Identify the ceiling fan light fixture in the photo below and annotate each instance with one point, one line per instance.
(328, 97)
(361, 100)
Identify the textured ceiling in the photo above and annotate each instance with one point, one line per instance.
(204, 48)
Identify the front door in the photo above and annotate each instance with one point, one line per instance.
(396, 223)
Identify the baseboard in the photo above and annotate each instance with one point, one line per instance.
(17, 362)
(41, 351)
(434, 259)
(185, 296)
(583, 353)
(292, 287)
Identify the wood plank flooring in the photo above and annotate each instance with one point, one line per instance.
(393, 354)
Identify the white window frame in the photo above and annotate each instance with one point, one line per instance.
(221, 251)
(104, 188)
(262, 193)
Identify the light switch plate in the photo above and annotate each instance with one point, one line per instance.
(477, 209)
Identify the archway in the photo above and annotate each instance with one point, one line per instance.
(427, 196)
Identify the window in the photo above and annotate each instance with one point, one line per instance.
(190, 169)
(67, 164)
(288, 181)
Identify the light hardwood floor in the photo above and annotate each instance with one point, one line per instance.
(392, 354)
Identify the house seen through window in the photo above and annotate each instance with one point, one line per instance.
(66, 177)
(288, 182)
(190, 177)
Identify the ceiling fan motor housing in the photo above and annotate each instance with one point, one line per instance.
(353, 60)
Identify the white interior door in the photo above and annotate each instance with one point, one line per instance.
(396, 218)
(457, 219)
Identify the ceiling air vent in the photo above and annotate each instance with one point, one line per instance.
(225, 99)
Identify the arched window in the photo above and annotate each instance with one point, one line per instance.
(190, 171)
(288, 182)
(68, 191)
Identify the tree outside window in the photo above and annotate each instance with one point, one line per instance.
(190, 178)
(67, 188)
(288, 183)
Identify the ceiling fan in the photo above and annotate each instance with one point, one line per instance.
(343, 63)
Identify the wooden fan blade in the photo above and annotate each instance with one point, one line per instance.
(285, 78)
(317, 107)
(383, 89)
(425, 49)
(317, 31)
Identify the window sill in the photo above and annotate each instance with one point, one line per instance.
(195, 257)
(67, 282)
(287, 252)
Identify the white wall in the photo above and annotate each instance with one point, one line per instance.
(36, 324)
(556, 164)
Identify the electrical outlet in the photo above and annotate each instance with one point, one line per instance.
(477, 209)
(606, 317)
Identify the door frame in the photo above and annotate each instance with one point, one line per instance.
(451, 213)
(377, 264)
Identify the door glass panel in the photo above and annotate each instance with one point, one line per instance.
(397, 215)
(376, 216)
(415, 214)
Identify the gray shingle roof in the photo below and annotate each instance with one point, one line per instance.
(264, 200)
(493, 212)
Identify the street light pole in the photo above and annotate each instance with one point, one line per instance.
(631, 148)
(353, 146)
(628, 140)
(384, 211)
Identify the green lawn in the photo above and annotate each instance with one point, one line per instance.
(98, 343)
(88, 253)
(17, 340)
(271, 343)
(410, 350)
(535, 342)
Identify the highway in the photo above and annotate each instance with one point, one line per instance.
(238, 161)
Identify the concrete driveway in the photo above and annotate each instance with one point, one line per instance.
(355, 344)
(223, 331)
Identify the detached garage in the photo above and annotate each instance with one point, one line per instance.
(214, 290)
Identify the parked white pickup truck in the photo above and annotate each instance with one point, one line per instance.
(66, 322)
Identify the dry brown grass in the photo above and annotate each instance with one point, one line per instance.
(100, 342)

## [YOUR ASSIGNMENT]
Reproduce the entries so that each line reads exactly as it did before.

## [RESPONSE TO THIS EXERCISE]
Identify the ceiling fan light fixture in the photo below and annotate each instance with one point, one line per instance.
(328, 97)
(361, 100)
Identify the textured ceiling in the photo above and annotate each instance with one point, one line per instance.
(204, 48)
Identify the front door in the photo above and annotate each instance with one point, one line per instance.
(396, 223)
Identify the baseboard in the photo above and annotate each instance with one point, one line per instance.
(17, 362)
(41, 351)
(434, 259)
(185, 296)
(583, 353)
(292, 287)
Identify the wood plank flooring in the photo above and annotate each instance with one point, one line per instance.
(393, 354)
Identify the white window frame in the photo above and annotate each instance with one point, one line per instance.
(221, 251)
(104, 188)
(262, 193)
Identify the light switch plate in the photo above and annotate each instance with one point, one line per instance.
(477, 209)
Identify the archway in the photo above and annotate each instance with one point, one line per instance.
(427, 196)
Identify the window in the photo above and annotate each instance with one point, one line per instance.
(190, 169)
(67, 164)
(288, 181)
Identify the light hardwood floor in the photo above and annotate each instance with one point, one line per instance.
(392, 354)
Identify the house seen through window in the photo above and annotate each instance with one point, one line per instance.
(66, 177)
(288, 182)
(190, 177)
Identify the ceiling fan motor housing in the photo above and annotate each instance with one point, one line per instance.
(353, 60)
Identify the white interior door in the photo above and annotate each instance with one point, one line per instance.
(396, 218)
(457, 219)
Identify the ceiling air vent in the photo above and annotate each instance with one point, one line per instance.
(225, 99)
Identify the arched window in the photo above and annotate each instance with one point, one line per instance.
(190, 171)
(288, 182)
(68, 191)
Identify the tree outside window in the photo above and annotate each instance with one point, one line per instance.
(190, 178)
(67, 188)
(288, 183)
Identify the ceiling fan in the photo above and annotate each instance with one point, one line per instance.
(343, 63)
Identify the wooden fan blade in the photo above and annotate each instance with one point, one line per instance.
(285, 78)
(317, 107)
(383, 89)
(425, 49)
(317, 31)
Identify the window sill in the photo above and annotate each instance with one point, one line per instance.
(195, 257)
(67, 282)
(287, 252)
Identify the white wall in the photo above and annotate each instance with one point, one line per instance.
(36, 324)
(556, 164)
Identify the electrical outlet in the photo above and annotate each instance with one point, one line per instance.
(477, 209)
(606, 317)
Identify the door frame in the photo above and annotate each instance with one point, one line per instance.
(451, 213)
(377, 264)
Identify the door glass panel in the photo above and annotate each instance with one point, one line per instance.
(397, 215)
(376, 216)
(415, 214)
Identify the gray shingle roof in the photo below and annotate each instance with one point, one line per instance.
(264, 200)
(493, 212)
Identify the street light pole in the photo above and annotate each instance with one point, one line per instance.
(631, 148)
(353, 146)
(628, 140)
(384, 211)
Identify the green lawn in the photo above and annotate each instance with one point, one line per instance.
(98, 343)
(88, 253)
(17, 340)
(271, 343)
(410, 350)
(535, 342)
Identify the highway in the photo above and annotate each instance with one point, one line per instance.
(238, 161)
Identify the concrete driveway in the photo above and annotate each instance with one point, one line per instance.
(355, 344)
(223, 331)
Identify the detached garage in the photo above and annotate each instance with one point, one line per instance.
(214, 290)
Identify the parked white pickup truck in the photo above and annotate each instance with one point, one line per instance.
(66, 322)
Identify the dry brown grass in the photo above and annotate each instance with one point, one line per instance.
(100, 342)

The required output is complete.